Copy out every one of the lines below verbatim, omitting the pictures.

━━━━━ SUPPLIED DATA ━━━━━

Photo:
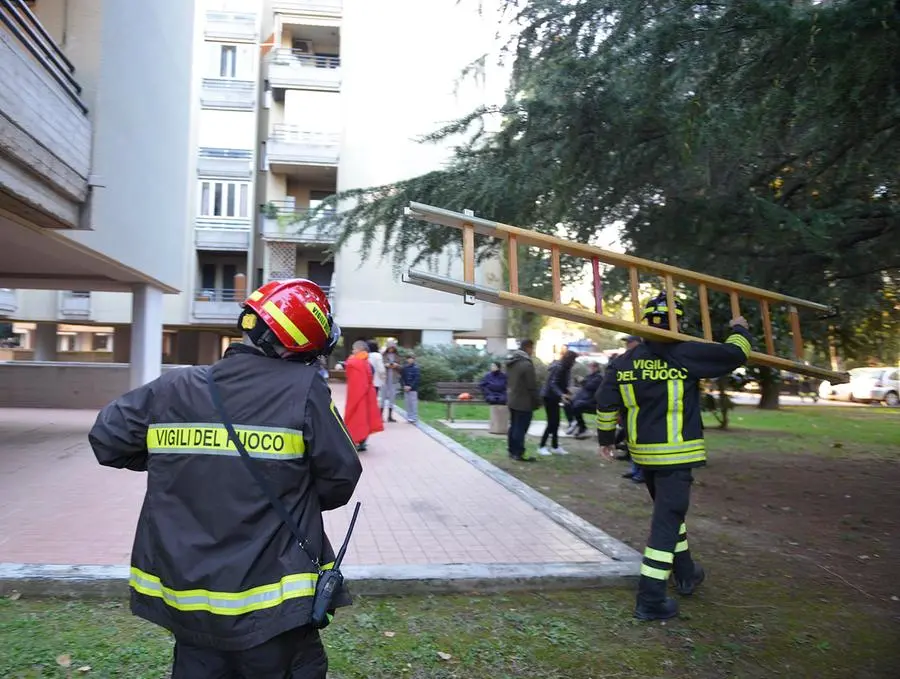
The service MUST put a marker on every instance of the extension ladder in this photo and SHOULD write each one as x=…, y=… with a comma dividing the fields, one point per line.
x=515, y=236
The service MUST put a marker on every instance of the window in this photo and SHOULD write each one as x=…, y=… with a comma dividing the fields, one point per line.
x=208, y=276
x=228, y=61
x=225, y=199
x=229, y=271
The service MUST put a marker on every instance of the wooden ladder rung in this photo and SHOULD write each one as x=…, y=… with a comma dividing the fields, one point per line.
x=513, y=263
x=555, y=272
x=767, y=326
x=635, y=293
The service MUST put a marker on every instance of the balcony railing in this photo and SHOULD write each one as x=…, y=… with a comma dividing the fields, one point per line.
x=218, y=304
x=228, y=94
x=75, y=304
x=44, y=123
x=322, y=7
x=222, y=233
x=219, y=163
x=301, y=226
x=9, y=302
x=290, y=144
x=295, y=69
x=222, y=25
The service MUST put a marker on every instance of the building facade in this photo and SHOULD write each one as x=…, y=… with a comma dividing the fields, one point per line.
x=94, y=178
x=287, y=102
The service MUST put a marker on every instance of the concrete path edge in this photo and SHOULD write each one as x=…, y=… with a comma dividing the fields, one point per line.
x=102, y=582
x=588, y=532
x=86, y=581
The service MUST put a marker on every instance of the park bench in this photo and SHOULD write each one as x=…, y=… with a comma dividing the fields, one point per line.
x=448, y=392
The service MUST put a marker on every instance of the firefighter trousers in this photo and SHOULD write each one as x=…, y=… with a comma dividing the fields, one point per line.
x=667, y=547
x=295, y=654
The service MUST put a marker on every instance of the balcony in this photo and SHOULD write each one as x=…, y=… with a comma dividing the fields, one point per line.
x=230, y=26
x=300, y=226
x=9, y=302
x=293, y=69
x=225, y=163
x=45, y=136
x=222, y=234
x=219, y=305
x=228, y=94
x=75, y=305
x=292, y=145
x=330, y=8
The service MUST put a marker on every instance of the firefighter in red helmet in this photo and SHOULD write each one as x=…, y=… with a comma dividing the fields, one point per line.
x=212, y=561
x=657, y=384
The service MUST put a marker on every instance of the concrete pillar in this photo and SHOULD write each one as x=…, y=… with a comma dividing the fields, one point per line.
x=45, y=342
x=436, y=337
x=146, y=335
x=187, y=347
x=209, y=348
x=122, y=344
x=496, y=346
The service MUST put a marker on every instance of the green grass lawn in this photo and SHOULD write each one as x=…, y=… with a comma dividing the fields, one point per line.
x=553, y=636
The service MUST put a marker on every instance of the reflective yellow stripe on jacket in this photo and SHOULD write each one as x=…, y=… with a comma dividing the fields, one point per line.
x=658, y=454
x=212, y=439
x=227, y=603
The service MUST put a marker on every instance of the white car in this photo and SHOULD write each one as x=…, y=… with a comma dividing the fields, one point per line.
x=872, y=385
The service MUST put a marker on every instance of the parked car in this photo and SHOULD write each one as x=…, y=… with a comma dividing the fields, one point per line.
x=870, y=385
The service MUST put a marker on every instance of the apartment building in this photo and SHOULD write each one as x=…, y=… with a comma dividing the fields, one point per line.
x=93, y=179
x=289, y=102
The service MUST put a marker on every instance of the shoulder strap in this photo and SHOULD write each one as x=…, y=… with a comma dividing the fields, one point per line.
x=252, y=467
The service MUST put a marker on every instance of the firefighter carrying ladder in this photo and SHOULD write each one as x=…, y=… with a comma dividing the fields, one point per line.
x=669, y=275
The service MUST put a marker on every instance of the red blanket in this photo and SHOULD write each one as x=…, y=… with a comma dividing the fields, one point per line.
x=361, y=413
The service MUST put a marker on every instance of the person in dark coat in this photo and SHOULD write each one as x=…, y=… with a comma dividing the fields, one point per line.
x=212, y=561
x=555, y=390
x=493, y=386
x=584, y=401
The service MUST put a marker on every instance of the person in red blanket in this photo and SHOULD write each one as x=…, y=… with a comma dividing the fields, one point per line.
x=361, y=413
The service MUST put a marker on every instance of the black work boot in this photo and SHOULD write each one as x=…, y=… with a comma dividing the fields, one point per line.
x=687, y=587
x=658, y=610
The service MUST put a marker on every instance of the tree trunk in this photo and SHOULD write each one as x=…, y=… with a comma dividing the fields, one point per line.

━━━━━

▶ **ANSWER TO THE PROBLEM**
Photo:
The service MUST put a marker on every instance of the extension ladder in this photo and SHOULD write each one as x=…, y=… with a comma dividing the fields, one point per line.
x=515, y=236
The service MUST put a marker on every instance of the window in this photo and SHOULD write each one as x=…, y=… with a comma dividing the fields, one point per line.
x=208, y=276
x=228, y=61
x=225, y=199
x=229, y=271
The service MUST put a marker on every instance of the wooden ladder rung in this photo and SHOULD write each one as x=…, y=… with a comma dividing the fields, one point per line.
x=513, y=263
x=555, y=272
x=767, y=326
x=635, y=293
The service MUST put a marker on every instance of the balcony railing in this photo and SHOULD write each one as x=…, y=… with a comma dividing the fields, one point per line.
x=218, y=304
x=228, y=94
x=75, y=304
x=44, y=123
x=322, y=7
x=222, y=233
x=219, y=163
x=301, y=226
x=9, y=302
x=290, y=144
x=295, y=69
x=222, y=25
The service MUST put a marker on every instance of the building facade in this photo and SHOULD write each one as x=…, y=… with a comma dividing the fields, one point per line.
x=94, y=178
x=287, y=102
The service MUST put a marker on every instance of the concrete path edge in this photo and SHOULD write each one as x=…, y=… with a comma dividing the fields, one point per line.
x=102, y=582
x=588, y=532
x=86, y=581
The service MUST put a marker on every instance of the park bench in this photo and SHOULD write each one as x=…, y=… with a comma dividing the fields, one point per line.
x=448, y=392
The service MUST put a marker on every instance of the firefighter trousers in this photo and SHOULD write each one as x=…, y=… with a comma dividing the fields, one point per line.
x=667, y=547
x=295, y=654
The service MUST put a marker on every instance of the balcony in this photo and SHOULD write each one as x=…, y=… with a comma dividing the fields, one point per line.
x=230, y=26
x=300, y=226
x=9, y=302
x=293, y=69
x=225, y=163
x=45, y=136
x=222, y=234
x=219, y=305
x=228, y=94
x=75, y=305
x=292, y=145
x=330, y=8
The service MUST put a marker on every instance of the firefighter in red helmet in this photo and SHOULD write each one as x=…, y=… with a comma dividing the fields, one point per line.
x=212, y=561
x=657, y=384
The service MUST put a marker on every instance of the concrete pillar in this photo and SHOULD write each one as x=…, y=… with a comma dividing the fields, one point per line.
x=45, y=342
x=436, y=337
x=146, y=335
x=187, y=347
x=209, y=348
x=122, y=344
x=496, y=346
The service MUST put a marker on every instance of the green grass lawn in this photo and SHOULD write each one as x=…, y=… with a comma dividing the fields, one point per line.
x=553, y=636
The service MUST put a marker on every instance of the reflective yellow stripe on jacket in this photo and SHOULD write each one as x=…, y=… with a comma dividing the fields, one point per line.
x=658, y=454
x=212, y=439
x=227, y=603
The service MUST put a marker on every instance of the white car in this photo and SHOULD write each one as x=…, y=… with a comma dividing the fields, one point per line.
x=872, y=385
The service MUST put a marker on every instance of the parked car in this photo and SHOULD write each one as x=…, y=… with a comma dividing the fields, one point per line.
x=870, y=385
The service MUST put a marker on every instance of the apartment building in this photo and SHOULD write each one as x=…, y=… with a comma dividing the fields, one point per line.
x=93, y=179
x=289, y=102
The service MUST put a marker on every instance of the shoulder strap in this photo and SHOULD write each one as x=…, y=… with a comma dividing the fields, one point per line.
x=252, y=467
The service MUST put a marker on every instance of the firefighter carrying ladder in this photo and SHOULD write each one as x=…, y=… with a comma dividing the fields, one point per line.
x=669, y=275
The service MUST put a marker on every instance of the red blanket in this photo and SHOULD write each one as x=…, y=… with a comma dividing the fields, one point per line.
x=361, y=413
The service MUST put a marker on every instance of the person in dark coat in this photo and SHOULD write each one as x=…, y=… with a comma dividing the fields, one point per line.
x=212, y=561
x=555, y=390
x=493, y=386
x=584, y=401
The service MUST put a marker on every instance of the person in red blanket in this photo and SHOULD write each one as x=…, y=… with a comma dividing the fields, one point per line.
x=361, y=413
The service MUST put a marker on every instance of the black work boot in this photo and SHOULD write each one as x=…, y=… with a comma dividing the fields, one point per line.
x=687, y=587
x=658, y=610
The service MUST put a marker on every instance of the tree trunk in this photo and SHOULD write each one as x=…, y=… with a comma dividing the fields, one point per line.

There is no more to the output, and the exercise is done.